Requirement A – Reproduce the passage of the Gavin Leatherwood biography below word for word, starting at "Gavin Thomas Leatherwood" and ending at "Native American ancestry.".
Requirement B – Continue the Gavin Leatherwood biography below, writing on from its final sentence.

*** Opening of Extract provided ***

Gavin Thomas Leatherwood (born June 7, 1994) is an American actor and singer. He is best known for portraying Nicholas Scratch on Netflix's Chilling Adventures of Sabrina (2018–2020). He also plays the role of a university student, Nico, in the series The Sex Lives of College Girls available on HBO Max. He released his debut single "Just For Tonight" on February 19, 2021. Also the singles “Be My Lover” and “Driftwood Mermaid” are available on all platforms.

Early life 
Leatherwood was born on June 7, 1994  in Maui, Hawaii. He spent his youth in California and moved to Oregon when he was 18. He is mostly of Irish descent, and also has English, Spanish, Welsh, other European and Native American ancestry.

Acting career
In the beginning of his acting career, Leatherwood performed in various theatrical plays such as All My Sons and Peter Pan. In 2017, he made a cameo appearance in an episode for NCIS and Grown-ish.

In 2018, Leatherwood was cast in the lead male role as Nicholas Scratch in Netflix's supernatural horror series Chilling Adventures of Sabrina. He also made a cameo appearance as Sabrina Carpenter's love interest in the music video for her single Skin. Leatherwood appears in the main cast in season 1 of the HBO Max teen comedy-drama streaming television series The Sex Lives of College Girls, created by Mindy Kaling in late 2021.

*** Close of Extract provided ***
*** Opening of Dataset entries ***

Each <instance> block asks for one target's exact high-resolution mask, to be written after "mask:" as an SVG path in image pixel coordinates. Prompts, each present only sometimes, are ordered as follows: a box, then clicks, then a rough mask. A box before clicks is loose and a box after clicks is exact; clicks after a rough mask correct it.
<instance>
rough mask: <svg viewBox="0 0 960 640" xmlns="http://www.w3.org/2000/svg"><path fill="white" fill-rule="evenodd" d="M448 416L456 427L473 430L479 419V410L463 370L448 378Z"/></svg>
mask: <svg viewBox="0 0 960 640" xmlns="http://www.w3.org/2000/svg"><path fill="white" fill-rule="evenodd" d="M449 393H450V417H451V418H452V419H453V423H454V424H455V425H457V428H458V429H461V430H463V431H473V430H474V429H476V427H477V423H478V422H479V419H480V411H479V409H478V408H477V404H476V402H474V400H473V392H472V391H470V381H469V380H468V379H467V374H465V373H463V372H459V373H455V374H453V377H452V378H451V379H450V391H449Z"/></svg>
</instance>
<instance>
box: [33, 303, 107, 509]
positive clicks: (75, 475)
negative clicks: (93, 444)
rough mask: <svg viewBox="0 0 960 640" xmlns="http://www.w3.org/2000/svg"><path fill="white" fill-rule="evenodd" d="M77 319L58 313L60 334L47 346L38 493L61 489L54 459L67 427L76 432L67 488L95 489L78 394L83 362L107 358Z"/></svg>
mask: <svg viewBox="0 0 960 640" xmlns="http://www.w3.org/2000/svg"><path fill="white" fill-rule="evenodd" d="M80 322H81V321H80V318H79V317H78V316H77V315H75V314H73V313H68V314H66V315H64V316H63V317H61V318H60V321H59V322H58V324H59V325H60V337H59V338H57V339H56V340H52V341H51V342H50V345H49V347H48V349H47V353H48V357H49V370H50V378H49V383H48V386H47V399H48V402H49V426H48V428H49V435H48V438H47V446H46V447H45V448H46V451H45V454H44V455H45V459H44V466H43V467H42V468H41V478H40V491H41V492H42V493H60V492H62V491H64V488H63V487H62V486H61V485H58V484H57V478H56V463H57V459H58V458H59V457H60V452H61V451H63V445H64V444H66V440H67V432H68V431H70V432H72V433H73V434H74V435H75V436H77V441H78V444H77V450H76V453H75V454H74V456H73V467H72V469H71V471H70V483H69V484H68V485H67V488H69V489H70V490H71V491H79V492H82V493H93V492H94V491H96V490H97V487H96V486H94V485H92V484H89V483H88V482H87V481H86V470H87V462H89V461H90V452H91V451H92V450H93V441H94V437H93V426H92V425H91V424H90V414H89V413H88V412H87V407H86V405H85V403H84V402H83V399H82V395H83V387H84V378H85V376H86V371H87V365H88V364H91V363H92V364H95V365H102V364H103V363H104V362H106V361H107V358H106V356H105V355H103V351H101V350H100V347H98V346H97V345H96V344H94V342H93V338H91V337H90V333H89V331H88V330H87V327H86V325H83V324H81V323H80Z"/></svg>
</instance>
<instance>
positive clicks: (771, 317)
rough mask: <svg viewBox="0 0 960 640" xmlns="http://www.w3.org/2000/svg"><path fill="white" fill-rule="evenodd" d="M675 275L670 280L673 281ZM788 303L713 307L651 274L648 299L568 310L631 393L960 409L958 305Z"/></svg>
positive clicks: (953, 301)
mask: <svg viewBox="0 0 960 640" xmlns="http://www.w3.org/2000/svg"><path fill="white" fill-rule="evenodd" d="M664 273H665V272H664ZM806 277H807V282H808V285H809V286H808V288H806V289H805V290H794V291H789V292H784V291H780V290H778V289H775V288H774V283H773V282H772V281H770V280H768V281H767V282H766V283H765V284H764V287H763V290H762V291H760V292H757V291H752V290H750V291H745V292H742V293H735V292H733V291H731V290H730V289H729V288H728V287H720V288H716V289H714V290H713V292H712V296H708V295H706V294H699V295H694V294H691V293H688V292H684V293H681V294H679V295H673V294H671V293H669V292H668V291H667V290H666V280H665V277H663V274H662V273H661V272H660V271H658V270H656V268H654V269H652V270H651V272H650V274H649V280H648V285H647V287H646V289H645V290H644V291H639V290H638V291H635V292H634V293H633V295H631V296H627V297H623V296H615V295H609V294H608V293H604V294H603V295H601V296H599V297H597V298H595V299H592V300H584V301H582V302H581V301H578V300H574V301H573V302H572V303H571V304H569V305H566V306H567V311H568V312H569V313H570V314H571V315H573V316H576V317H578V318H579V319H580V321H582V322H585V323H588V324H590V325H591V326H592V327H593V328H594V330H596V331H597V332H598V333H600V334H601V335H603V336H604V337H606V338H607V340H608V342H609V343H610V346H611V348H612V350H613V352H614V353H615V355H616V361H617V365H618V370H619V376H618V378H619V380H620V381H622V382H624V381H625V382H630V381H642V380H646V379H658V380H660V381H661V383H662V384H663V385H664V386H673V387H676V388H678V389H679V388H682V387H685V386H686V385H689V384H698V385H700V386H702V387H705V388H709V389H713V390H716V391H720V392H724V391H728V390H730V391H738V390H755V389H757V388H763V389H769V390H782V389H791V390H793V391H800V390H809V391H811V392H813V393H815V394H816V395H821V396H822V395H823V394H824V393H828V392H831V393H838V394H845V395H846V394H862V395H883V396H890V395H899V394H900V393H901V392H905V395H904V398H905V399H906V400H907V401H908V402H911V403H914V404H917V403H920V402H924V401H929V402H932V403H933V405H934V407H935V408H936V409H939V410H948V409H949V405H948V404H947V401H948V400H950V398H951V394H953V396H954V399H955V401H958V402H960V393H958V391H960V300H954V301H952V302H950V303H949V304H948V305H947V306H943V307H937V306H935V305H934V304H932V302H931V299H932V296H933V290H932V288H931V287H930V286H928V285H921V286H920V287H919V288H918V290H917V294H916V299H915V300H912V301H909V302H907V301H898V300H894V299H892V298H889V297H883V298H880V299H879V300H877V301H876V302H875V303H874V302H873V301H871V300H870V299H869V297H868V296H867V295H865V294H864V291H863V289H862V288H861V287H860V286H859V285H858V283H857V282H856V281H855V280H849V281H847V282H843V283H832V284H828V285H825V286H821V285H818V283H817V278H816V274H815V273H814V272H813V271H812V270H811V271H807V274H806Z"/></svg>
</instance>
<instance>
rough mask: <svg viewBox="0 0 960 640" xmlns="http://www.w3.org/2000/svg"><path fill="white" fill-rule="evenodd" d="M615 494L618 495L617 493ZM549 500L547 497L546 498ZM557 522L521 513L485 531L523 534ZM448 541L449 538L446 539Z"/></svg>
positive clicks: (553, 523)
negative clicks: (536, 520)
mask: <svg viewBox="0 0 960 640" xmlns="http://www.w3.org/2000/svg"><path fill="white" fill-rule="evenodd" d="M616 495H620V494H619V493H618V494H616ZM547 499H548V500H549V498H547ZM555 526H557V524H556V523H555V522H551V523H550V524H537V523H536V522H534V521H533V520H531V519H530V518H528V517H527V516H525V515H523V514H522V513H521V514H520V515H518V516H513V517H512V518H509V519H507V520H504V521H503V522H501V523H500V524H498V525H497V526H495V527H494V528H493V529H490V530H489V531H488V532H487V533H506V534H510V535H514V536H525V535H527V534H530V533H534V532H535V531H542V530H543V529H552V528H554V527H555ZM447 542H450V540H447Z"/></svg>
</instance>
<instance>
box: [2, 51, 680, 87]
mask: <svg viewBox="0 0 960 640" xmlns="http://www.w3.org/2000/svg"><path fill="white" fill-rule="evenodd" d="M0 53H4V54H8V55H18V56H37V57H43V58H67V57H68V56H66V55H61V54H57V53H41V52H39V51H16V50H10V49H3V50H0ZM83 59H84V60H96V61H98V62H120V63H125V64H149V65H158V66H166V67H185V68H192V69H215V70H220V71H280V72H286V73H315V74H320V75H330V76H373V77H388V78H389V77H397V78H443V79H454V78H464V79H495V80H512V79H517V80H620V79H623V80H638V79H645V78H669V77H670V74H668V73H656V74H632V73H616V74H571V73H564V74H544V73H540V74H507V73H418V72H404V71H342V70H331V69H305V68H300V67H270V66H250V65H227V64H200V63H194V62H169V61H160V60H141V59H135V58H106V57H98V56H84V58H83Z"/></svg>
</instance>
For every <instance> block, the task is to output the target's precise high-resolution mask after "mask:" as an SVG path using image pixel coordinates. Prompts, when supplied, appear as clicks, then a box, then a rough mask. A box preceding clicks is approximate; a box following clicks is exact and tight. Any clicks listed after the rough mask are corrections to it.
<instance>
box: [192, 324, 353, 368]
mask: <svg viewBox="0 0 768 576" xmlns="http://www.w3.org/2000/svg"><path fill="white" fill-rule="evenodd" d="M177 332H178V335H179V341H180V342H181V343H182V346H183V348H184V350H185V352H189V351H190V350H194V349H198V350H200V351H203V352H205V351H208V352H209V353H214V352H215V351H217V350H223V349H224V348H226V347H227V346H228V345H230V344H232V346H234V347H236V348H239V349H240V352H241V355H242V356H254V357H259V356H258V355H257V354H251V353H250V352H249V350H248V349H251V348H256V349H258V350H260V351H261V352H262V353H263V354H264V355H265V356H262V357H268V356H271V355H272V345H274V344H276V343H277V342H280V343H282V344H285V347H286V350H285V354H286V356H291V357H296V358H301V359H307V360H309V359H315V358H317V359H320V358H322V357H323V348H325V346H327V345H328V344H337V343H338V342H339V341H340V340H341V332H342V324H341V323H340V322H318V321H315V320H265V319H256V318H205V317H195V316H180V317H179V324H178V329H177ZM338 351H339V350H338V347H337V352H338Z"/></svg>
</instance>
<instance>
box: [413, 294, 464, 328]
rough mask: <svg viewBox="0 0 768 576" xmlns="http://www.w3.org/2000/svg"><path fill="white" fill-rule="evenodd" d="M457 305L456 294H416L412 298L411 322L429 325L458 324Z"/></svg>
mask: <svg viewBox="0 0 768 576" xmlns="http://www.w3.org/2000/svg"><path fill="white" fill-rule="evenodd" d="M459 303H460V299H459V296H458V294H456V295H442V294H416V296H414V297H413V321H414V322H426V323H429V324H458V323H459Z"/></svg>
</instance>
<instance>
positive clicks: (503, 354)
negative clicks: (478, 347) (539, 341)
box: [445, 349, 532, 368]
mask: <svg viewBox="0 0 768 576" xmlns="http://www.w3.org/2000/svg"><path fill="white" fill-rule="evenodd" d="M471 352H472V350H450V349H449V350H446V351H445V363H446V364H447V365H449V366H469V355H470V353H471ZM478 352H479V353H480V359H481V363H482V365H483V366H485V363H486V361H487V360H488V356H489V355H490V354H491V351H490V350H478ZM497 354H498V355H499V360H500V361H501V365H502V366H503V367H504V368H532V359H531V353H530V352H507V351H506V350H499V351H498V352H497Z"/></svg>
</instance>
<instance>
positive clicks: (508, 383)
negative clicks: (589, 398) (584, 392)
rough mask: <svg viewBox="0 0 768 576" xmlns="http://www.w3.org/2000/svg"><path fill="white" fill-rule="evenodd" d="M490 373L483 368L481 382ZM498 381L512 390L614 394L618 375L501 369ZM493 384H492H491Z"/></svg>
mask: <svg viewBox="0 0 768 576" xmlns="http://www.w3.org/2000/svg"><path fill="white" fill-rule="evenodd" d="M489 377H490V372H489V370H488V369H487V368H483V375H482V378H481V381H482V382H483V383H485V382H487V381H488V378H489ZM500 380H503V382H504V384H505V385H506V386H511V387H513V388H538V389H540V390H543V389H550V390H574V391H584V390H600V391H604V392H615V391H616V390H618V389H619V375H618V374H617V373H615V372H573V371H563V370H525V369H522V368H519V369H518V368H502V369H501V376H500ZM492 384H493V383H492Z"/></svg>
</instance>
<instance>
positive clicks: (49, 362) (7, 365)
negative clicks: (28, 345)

*** Close of Dataset entries ***

Task output A –
Gavin Thomas Leatherwood (born June 7, 1994) is an American actor and singer. He is best known for portraying Nicholas Scratch on Netflix's Chilling Adventures of Sabrina (2018–2020). He also plays the role of a university student, Nico, in the series The Sex Lives of College Girls available on HBO Max. He released his debut single "Just For Tonight" on February 19, 2021. Also the singles “Be My Lover” and “Driftwood Mermaid” are available on all platforms.

Early life 
Leatherwood was born on June 7, 1994  in Maui, Hawaii. He spent his youth in California and moved to Oregon when he was 18. He is mostly of Irish descent, and also has English, Spanish, Welsh, other European and Native American ancestry.

Task output B –
Music career
Apart from acting, Leatherwood released his debut single "Just For Tonight" on February 19, 2021. He has worked with Boom Forest Music, Thomas Dutton and Gavin McDonald to help produce different aspects of this song. He released the single “Driftwood Mermaid” on October 22 2021.  Leatherwood then released "Be My Lover" on April 8, 2022, before releasing his debut EP "Moonlighting" on October 21, 2022.

Personal life 
In addition to acting, Leatherwood plays a variety of instruments including the guitar, ukulele, and piano.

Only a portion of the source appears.